Exercise directions:
Where a line contains the word "dark", copy that line from the records below.

The input:
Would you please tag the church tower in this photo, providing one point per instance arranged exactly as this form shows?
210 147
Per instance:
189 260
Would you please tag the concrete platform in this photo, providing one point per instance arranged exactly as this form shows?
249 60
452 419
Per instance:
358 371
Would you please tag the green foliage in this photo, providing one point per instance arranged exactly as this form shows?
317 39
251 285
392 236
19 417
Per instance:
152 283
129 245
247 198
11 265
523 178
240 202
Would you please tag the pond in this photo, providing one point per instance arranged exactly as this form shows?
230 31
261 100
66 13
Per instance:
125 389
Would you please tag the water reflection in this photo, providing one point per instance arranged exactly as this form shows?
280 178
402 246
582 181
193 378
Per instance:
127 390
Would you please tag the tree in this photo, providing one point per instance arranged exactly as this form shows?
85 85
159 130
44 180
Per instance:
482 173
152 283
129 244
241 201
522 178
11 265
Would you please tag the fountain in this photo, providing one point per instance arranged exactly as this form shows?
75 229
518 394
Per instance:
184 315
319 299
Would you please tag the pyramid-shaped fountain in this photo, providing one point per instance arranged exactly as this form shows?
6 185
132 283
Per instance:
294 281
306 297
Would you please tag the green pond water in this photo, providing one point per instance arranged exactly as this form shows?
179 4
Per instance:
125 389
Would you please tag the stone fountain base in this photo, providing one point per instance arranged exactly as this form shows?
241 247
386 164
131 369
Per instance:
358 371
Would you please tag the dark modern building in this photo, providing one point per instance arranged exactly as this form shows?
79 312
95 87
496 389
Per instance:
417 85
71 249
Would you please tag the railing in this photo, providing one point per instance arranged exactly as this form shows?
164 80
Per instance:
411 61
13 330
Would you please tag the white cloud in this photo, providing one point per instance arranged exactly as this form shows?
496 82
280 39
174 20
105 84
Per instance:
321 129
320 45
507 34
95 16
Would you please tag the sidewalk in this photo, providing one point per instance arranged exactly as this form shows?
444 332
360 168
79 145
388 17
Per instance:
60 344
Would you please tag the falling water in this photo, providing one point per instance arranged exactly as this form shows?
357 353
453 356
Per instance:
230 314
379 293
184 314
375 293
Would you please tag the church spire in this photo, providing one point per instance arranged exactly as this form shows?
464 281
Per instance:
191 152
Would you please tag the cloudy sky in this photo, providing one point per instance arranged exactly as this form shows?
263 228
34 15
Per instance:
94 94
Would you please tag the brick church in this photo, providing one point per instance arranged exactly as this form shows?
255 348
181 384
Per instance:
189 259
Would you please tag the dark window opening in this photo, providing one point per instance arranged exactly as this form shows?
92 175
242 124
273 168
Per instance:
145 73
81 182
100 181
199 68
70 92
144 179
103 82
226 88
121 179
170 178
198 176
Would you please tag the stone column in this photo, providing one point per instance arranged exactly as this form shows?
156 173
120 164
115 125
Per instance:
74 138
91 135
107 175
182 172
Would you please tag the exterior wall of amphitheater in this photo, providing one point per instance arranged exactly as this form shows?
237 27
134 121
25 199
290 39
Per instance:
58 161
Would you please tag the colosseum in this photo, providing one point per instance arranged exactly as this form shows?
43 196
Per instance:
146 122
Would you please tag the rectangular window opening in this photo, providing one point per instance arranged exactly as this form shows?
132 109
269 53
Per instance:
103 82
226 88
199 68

Answer area:
Would you please tag the dark modern building in this photo, providing one point per instance arranged exactly as this form shows?
Would you please tag the dark window opening in this photo, providing one point per instance arranged exactly as this form shows?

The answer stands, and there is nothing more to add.